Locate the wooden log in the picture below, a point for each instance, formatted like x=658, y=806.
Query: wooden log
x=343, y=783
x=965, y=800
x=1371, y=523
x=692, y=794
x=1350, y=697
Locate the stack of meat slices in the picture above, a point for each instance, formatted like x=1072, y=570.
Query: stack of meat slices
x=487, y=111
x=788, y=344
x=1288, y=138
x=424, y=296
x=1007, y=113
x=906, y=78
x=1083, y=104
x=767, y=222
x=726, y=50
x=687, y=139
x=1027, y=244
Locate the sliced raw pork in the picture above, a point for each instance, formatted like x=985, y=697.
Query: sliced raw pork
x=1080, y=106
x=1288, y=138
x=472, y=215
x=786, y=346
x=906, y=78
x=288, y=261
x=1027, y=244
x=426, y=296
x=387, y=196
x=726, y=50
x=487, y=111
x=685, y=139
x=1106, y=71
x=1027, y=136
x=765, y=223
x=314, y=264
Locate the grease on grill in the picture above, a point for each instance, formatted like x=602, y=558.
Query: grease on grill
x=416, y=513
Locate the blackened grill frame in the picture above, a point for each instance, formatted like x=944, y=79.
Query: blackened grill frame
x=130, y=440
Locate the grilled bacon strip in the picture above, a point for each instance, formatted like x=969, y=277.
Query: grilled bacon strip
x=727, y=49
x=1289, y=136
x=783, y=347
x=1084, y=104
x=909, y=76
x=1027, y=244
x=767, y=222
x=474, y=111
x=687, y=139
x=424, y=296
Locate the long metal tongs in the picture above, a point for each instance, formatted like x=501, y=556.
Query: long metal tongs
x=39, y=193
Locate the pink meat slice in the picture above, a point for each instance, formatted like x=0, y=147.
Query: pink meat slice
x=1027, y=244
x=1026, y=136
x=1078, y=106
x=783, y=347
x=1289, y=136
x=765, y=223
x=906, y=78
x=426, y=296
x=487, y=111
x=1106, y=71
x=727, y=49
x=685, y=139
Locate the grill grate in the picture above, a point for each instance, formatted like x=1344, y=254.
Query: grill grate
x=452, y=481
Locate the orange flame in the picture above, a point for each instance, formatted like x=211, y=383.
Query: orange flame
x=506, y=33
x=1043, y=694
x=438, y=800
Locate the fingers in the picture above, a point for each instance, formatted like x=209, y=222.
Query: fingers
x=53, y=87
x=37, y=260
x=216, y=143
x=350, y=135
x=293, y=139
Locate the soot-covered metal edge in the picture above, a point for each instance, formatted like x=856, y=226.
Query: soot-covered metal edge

__Task__
Reproduce every line of the material above word for word, without changing anything.

__The result__
Locate the wooden log in the picture below, a point for each instance, formatted like x=658, y=806.
Query: wooden log
x=343, y=783
x=965, y=800
x=1371, y=523
x=692, y=794
x=1350, y=697
Locate the stack of meat slices in the picture above, a point for each instance, formatted like x=1072, y=570.
Query: stack of meat slices
x=487, y=111
x=788, y=344
x=1288, y=138
x=424, y=296
x=1007, y=113
x=906, y=78
x=1083, y=104
x=767, y=222
x=726, y=50
x=687, y=139
x=1027, y=244
Locate the sliced raw pork in the picture above, a point for each instance, formatted like x=985, y=697.
Query: sliced raw pork
x=1080, y=106
x=1288, y=138
x=472, y=215
x=786, y=346
x=906, y=78
x=288, y=261
x=1027, y=244
x=426, y=296
x=387, y=196
x=726, y=50
x=487, y=111
x=685, y=139
x=1106, y=71
x=1027, y=136
x=765, y=223
x=314, y=264
Locate the grease on grill in the picture above, a point for each instance, formatted like x=602, y=558.
Query: grease on grill
x=416, y=513
Locate the blackened grill frame in the picture above, a point for each instance, formatted like x=944, y=79.
Query: blackened grill frame
x=130, y=440
Locate the grilled bacon strip in the picture above, a point for each instance, formatted like x=969, y=277.
Query: grilled bacon strip
x=727, y=49
x=1289, y=136
x=783, y=347
x=1084, y=104
x=909, y=76
x=1027, y=244
x=767, y=222
x=474, y=111
x=687, y=139
x=424, y=296
Locate the long metal tongs in the picture above, a point for each instance, formatted like x=501, y=556.
Query: long metal tongs
x=39, y=193
Locate the pink meat slice in the picture above, a point for each instance, formatted like x=0, y=147.
Query: pink meat slice
x=1027, y=244
x=1026, y=136
x=1078, y=106
x=783, y=347
x=1289, y=136
x=765, y=223
x=906, y=78
x=426, y=296
x=487, y=111
x=1106, y=71
x=727, y=49
x=685, y=139
Locate the grill grate in the picture above, a point for each instance, formatted like x=1344, y=254.
Query: grill grate
x=452, y=481
Locate the orange flame in the picture above, a point for each instance, formatted like x=211, y=383.
Query: orange flame
x=506, y=33
x=1043, y=694
x=438, y=800
Locate the fingers in the picture above, a point for each instance, formatted like x=209, y=222.
Query: fingers
x=53, y=87
x=37, y=260
x=216, y=143
x=350, y=135
x=293, y=139
Locate the soot-covered metal edge in the picture above, a point for each instance, formatted like x=856, y=226.
Query: soot-covered metal edge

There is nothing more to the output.